» DIRECTIONS:
From the material below, copy each line that contains the string "lion" and leave out all other lines.

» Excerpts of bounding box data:
○ ○ ○ ○ ○
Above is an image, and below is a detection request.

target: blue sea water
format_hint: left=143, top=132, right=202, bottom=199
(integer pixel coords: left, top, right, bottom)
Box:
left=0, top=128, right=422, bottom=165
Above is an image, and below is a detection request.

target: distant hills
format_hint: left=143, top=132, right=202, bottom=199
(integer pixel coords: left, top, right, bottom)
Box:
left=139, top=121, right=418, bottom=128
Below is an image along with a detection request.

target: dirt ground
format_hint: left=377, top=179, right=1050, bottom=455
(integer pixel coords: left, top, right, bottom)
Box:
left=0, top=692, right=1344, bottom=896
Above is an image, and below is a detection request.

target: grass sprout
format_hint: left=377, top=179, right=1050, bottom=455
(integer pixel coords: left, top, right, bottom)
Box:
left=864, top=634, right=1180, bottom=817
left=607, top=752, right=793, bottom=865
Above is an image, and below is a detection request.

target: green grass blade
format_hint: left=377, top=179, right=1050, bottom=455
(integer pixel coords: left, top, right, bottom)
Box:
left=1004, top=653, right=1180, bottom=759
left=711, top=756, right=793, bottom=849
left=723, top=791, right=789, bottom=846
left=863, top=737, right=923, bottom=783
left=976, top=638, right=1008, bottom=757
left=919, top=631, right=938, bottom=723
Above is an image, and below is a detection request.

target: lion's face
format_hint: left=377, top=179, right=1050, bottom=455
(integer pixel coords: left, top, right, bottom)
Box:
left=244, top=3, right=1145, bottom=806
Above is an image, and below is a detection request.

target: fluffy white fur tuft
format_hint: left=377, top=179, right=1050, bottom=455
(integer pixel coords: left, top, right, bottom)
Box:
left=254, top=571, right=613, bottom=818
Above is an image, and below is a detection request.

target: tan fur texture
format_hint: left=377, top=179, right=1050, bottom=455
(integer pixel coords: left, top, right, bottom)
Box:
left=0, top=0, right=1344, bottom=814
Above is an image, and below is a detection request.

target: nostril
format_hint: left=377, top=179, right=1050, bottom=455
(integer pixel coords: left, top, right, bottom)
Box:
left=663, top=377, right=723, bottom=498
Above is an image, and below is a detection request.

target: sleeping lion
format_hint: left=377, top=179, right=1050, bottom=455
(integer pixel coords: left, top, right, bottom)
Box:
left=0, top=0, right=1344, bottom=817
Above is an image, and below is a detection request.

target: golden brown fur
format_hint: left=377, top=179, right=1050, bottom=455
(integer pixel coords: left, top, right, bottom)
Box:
○ ○ ○ ○ ○
» TASK ANSWER:
target: lion's face
target: sleeping lion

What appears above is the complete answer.